▶ _WHAT YOU HAVE TO DO_: Please repeat the data in full, character for character.

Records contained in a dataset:
*** Block opens ***
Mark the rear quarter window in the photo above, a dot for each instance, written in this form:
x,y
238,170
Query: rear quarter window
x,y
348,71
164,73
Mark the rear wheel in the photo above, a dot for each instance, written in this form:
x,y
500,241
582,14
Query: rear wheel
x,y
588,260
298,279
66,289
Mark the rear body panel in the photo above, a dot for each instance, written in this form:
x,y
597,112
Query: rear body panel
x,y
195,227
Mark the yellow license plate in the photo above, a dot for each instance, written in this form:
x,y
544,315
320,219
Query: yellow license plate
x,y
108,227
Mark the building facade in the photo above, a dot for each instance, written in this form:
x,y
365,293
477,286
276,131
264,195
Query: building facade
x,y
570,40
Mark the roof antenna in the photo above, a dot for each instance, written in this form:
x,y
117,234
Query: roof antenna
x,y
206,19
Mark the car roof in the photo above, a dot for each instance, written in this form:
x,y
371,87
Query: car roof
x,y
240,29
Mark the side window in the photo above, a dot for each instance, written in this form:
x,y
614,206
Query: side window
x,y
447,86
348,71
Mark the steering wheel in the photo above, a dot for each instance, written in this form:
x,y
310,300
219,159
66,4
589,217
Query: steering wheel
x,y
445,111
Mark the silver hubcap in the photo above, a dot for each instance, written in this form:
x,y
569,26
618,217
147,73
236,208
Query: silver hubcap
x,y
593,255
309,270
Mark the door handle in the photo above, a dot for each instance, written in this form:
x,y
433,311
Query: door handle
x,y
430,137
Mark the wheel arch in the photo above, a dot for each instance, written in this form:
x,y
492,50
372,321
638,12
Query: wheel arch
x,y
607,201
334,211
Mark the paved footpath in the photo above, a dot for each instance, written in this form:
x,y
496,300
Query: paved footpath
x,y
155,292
*** Block closes ***
▶ _EXERCISE OUTPUT_:
Mark the rear quarter window in the photo above, a dot for each instance, written in this form:
x,y
238,170
Query: rear quarter window
x,y
348,71
164,73
Mark the rear wheel in the photo above, a dot for each instance, written in this form:
x,y
500,241
582,14
Query: rear wheel
x,y
588,260
298,279
66,289
Mark the rear body panel in the photo above, a dot for each instance, written in this form:
x,y
597,112
Query: rear body panel
x,y
195,227
Mark the yellow license plate in the photo above, a dot for each instance, written in this form:
x,y
544,315
320,219
Query: yellow license plate
x,y
108,227
Mark the building facade in the photo above, a dot for each instance, written in this form:
x,y
365,293
477,286
276,131
264,195
Query: building facade
x,y
570,40
Mark the roof antenna in the photo above, a dot for each instance, written in this form:
x,y
117,234
Query: roof antenna
x,y
206,19
Mark the car roof in the photo above, a dot for each instance, written in this form:
x,y
371,87
Query: car roof
x,y
240,29
Mark the side window in the photo above, a dot for each instance, written in this form:
x,y
614,206
Query: side window
x,y
447,86
348,71
Mark the steering wheel in the photo above, a dot for each instance, written in this form:
x,y
310,300
219,159
66,4
589,217
Query: steering wheel
x,y
445,111
Mark the silver hubcap in the photo above, a dot for each instance, written in this form:
x,y
569,26
618,217
147,73
236,208
Query: silver hubcap
x,y
593,255
309,270
Mark the door handle in the photo above, a dot for each instance, written in this form:
x,y
433,311
Query: door handle
x,y
430,137
Mark the wheel arch in the photo above, a dot for each instance, written in this form:
x,y
492,50
372,321
638,12
Query: wheel arch
x,y
607,201
334,211
Mark the paved footpath in the photo above, a dot for each instance, written in this form:
x,y
496,300
Query: paved footpath
x,y
155,292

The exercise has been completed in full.